[Stored data entries]
Start
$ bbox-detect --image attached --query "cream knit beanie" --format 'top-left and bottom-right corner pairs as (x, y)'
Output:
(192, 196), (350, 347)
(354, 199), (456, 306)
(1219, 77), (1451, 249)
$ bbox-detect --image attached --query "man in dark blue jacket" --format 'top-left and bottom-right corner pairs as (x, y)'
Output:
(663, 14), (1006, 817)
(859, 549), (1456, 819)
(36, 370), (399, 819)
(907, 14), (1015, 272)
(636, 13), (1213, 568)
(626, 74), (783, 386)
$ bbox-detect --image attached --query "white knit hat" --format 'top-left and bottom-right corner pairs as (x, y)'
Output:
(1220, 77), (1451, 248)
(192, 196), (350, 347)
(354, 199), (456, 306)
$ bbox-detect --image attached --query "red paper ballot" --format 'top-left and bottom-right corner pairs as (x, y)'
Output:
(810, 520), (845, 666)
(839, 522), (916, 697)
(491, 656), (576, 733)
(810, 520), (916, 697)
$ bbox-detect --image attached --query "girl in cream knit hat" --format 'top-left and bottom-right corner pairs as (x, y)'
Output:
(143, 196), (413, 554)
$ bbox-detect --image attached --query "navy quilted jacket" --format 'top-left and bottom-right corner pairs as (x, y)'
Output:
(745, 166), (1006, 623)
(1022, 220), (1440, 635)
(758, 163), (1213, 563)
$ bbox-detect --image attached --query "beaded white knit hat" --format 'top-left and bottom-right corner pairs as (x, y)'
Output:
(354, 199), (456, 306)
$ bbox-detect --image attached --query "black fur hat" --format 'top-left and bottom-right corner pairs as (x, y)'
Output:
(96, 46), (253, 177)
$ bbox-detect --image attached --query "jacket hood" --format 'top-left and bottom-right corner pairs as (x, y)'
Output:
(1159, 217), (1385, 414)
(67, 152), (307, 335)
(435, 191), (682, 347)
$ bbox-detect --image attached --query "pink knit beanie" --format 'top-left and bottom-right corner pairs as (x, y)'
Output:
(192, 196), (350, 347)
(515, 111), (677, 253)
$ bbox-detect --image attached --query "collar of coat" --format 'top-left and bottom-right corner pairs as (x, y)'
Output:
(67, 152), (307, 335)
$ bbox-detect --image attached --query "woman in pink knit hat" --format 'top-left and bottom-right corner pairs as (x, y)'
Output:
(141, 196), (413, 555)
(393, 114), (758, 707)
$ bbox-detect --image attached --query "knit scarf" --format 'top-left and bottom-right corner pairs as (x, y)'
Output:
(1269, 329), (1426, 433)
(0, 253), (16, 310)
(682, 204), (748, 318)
End
What is expected ::
Rewrite the lines above as a JSON list of strings, one string per line, leaving out any blank lines.

Full solution ::
[
  "$ bbox-detect --image attached --query \"cream knit beanie\" --format 'top-left and bottom-right corner pairs as (x, y)'",
  "Output:",
  "(192, 196), (350, 347)",
  "(354, 199), (456, 306)",
  "(1219, 77), (1451, 249)",
  "$ bbox-detect --image attached --query \"man in dark blue jacket\" --format 'top-left and bottom-right corner pairs as (x, y)'",
  "Output:",
  "(663, 14), (1006, 817)",
  "(859, 549), (1456, 819)",
  "(36, 370), (399, 819)",
  "(907, 14), (1015, 272)",
  "(636, 13), (1213, 568)",
  "(626, 74), (783, 386)",
  "$ bbox-detect --image attached --query \"white knit hat\" --format 'top-left and bottom-right corner pairs as (x, y)'",
  "Output:",
  "(1220, 77), (1451, 248)",
  "(192, 196), (350, 347)",
  "(354, 199), (456, 306)",
  "$ bbox-detect --image attached --query \"red paper ballot\" --format 'top-left and bottom-right corner pairs as (x, y)'",
  "Output:",
  "(810, 520), (845, 666)",
  "(839, 522), (916, 697)",
  "(491, 656), (576, 733)",
  "(810, 520), (916, 697)",
  "$ bbox-detect --image attached --query \"girl in cream knit hat\" --format 'top-left and bottom-right corner pairs as (x, y)'",
  "Output:",
  "(143, 196), (413, 554)",
  "$ bbox-detect --image attached --query \"navy quilted jacket\" --format 'top-left and bottom-right corner pairs as (x, y)'",
  "Output:",
  "(745, 166), (1006, 623)",
  "(1022, 220), (1440, 635)",
  "(758, 163), (1213, 563)",
  "$ bbox-detect --image attached --query \"beaded white knit hat\" --format 'top-left and bottom-right corner pairs as (x, y)'",
  "Output:",
  "(354, 199), (456, 306)",
  "$ bbox-detect --image attached --query \"black fur hat\" --format 'top-left and bottom-right corner pairs as (x, y)'",
  "Output:",
  "(96, 46), (253, 177)",
  "$ bbox-detect --image attached --query \"jacket hood\" --format 'top-left and bottom-right corner pairs as (x, y)'",
  "Output:",
  "(1159, 217), (1385, 414)",
  "(67, 152), (307, 335)",
  "(435, 191), (682, 347)",
  "$ bbox-detect --image attached --query \"pink knit beanie\" --format 'top-left and bottom-right corner pairs as (x, y)'",
  "Output:",
  "(192, 196), (350, 347)",
  "(515, 111), (677, 253)",
  "$ bbox-detect --image attached --query \"collar of coat\" --format 'top-left and bottom-right corner pairs as (x, y)'",
  "Output:",
  "(67, 152), (307, 335)",
  "$ bbox-detect --image attached --query \"woman in pink knit hat\" --format 'top-left and bottom-right corner pairs as (x, y)'",
  "Output:",
  "(141, 196), (413, 555)",
  "(393, 114), (758, 707)",
  "$ bbox-detect --image attached --query \"knit scarf\" --format 'top-left and bottom-right corner pairs as (x, y)'",
  "Output:",
  "(1269, 329), (1426, 433)",
  "(0, 253), (16, 310)",
  "(682, 204), (748, 318)"
]